— start —

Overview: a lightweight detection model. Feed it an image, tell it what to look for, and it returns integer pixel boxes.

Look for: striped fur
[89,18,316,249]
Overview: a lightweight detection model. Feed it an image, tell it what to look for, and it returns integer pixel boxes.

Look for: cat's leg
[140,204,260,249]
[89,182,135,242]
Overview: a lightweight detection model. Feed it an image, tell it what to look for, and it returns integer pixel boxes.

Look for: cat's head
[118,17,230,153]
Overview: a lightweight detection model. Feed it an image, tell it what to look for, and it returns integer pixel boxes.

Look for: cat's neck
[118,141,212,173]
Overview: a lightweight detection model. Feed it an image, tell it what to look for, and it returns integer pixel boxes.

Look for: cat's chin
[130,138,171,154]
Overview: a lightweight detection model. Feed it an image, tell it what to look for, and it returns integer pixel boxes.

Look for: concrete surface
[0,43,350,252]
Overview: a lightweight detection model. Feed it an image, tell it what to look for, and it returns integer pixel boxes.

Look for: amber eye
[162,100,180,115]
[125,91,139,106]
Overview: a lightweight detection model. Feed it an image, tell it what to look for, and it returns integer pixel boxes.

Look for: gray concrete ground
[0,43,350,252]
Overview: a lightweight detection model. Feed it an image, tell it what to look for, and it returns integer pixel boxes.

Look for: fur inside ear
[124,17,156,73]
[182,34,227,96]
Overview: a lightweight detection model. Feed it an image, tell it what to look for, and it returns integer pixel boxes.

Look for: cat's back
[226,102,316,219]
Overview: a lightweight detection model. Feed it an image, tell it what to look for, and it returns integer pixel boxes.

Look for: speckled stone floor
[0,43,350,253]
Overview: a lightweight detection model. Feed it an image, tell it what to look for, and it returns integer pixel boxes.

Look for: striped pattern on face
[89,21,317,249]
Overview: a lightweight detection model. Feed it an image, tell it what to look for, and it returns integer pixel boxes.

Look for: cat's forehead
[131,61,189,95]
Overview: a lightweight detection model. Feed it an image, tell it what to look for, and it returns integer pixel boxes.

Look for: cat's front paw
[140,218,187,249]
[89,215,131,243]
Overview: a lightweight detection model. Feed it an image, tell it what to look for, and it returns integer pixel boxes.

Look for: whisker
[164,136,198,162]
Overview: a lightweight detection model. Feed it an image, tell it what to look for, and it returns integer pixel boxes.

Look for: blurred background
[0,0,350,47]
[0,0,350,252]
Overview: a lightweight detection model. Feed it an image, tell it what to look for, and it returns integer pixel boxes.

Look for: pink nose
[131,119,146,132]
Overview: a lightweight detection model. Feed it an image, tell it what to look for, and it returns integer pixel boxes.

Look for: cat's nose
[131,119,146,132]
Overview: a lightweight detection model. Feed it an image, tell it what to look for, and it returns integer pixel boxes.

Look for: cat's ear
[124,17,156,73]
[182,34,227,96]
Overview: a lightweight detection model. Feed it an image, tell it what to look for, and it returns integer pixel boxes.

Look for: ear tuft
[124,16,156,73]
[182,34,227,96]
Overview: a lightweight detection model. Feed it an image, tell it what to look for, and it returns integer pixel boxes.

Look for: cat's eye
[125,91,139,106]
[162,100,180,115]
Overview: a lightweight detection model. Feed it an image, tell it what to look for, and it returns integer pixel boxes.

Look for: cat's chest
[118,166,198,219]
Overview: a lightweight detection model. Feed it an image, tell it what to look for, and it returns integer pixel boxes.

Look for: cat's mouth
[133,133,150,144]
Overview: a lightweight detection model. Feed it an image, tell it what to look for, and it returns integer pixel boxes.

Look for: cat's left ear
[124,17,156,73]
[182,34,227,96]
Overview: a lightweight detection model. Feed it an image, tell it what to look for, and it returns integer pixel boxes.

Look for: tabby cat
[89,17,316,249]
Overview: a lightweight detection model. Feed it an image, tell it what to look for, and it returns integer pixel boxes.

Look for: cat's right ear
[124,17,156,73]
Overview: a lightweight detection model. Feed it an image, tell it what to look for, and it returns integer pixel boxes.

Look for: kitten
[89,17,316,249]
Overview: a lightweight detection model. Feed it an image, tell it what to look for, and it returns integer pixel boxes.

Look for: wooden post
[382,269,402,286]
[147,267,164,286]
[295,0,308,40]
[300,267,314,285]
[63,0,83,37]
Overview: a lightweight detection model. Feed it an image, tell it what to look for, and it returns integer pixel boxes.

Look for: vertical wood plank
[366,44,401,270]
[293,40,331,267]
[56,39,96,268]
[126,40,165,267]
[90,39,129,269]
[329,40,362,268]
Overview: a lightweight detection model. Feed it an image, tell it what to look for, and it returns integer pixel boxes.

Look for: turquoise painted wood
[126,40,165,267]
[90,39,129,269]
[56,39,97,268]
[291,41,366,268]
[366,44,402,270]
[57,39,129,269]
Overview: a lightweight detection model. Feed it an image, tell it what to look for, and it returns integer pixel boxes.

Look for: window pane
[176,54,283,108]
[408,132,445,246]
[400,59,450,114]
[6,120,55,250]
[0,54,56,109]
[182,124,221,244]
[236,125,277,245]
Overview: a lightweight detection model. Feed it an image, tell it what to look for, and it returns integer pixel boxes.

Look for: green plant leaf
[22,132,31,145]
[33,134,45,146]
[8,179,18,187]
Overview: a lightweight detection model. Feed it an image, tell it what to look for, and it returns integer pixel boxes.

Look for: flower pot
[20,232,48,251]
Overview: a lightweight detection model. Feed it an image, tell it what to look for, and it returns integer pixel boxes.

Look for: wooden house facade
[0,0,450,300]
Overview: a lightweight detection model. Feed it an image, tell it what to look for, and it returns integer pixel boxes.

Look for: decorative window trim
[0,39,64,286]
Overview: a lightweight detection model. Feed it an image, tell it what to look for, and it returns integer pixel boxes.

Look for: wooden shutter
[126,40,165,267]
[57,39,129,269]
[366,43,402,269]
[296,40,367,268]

— end —

Task details:
Could you reproduce, word for word, everything from the very first of the lines above down to the line containing "[118,17,230,153]", with both ends included?

Solved exercise:
Overview: a lightweight detection model. Feed it an image, tell it what to look for, and it returns integer pixel boxes.

Look for: striped fur
[89,18,316,249]
Overview: a lightweight detection model. Feed it an image, tell it what to look for, and it returns integer pixel boxes.

Look for: cat's leg
[140,204,260,249]
[89,182,135,242]
Overview: a lightweight detection model. Feed it an image, tell it what to look for, and it returns integer pixel boxes.

Look for: cat's head
[118,17,230,153]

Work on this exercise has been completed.